Point annotations for photos
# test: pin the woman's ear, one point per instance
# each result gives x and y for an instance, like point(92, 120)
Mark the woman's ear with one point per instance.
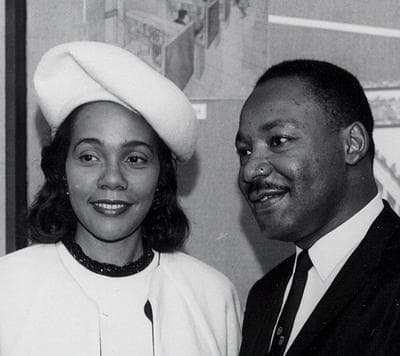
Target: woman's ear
point(356, 142)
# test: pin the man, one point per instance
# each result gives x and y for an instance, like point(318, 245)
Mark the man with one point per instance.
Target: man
point(306, 169)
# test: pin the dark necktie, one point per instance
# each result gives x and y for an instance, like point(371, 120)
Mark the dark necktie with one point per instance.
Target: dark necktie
point(285, 322)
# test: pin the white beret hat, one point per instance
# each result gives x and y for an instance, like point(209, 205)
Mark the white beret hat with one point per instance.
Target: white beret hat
point(76, 73)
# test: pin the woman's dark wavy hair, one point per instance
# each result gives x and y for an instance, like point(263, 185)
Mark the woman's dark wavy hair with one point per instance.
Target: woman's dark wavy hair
point(51, 217)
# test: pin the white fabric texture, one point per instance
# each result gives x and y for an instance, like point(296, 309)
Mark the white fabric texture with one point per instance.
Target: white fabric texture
point(328, 255)
point(45, 311)
point(76, 73)
point(125, 329)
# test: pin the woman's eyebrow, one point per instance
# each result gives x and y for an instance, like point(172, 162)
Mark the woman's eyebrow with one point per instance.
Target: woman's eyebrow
point(89, 140)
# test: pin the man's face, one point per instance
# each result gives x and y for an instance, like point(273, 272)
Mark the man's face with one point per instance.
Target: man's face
point(292, 164)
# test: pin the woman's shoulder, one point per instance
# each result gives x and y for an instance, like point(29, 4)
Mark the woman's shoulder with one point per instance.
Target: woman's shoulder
point(27, 261)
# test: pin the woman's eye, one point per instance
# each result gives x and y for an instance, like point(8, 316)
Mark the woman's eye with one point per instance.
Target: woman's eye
point(136, 160)
point(278, 140)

» **Exercise**
Beginning at the line that holds "# test: pin the white beret", write out word for word each line through the end of the records.

» **Response**
# test: pin the white beret hat, one point per instance
# each result gives x and y for an instance, like point(209, 205)
Mark the white beret hat with one point per instance.
Target: white beret hat
point(76, 73)
# test: pin the woman's dark wavy hair, one point per instance
# each result gives x and y for an instance, like point(263, 185)
Mark the woman's dark wavy hair with one point per instance.
Target: woman's dark wavy hair
point(51, 217)
# test: pin the white fabric texture, one point per instance
# each result gives x and y for an instance, like point(296, 309)
Mark the white fabric texture with one point per instance.
Target: white fabric texture
point(328, 255)
point(45, 311)
point(76, 73)
point(125, 329)
# test: pin the woman's eyebrow, one point per instance
# each result gives x and y for an instance, like point(172, 162)
Mark the woman's eyebrow with one point per instance.
Target: woman's eyebrow
point(89, 140)
# test: pin the man's face, one point per instance
# each result gives x and y for an instance, like point(273, 272)
Mark the man's face with one point per instance.
Target: man's face
point(292, 164)
# test: pin the woman's shoulder, one point per instance
# each result gives x and y for an instance, like point(29, 4)
Mark the woman's shoulder with one point per instance.
Target: woman's shoulder
point(27, 261)
# test: pin the woman's eye, one point per instance
# each result gives x and y for an instance, like point(8, 316)
Mark the woman's eye with one point per instance.
Target: woman's eye
point(136, 160)
point(278, 140)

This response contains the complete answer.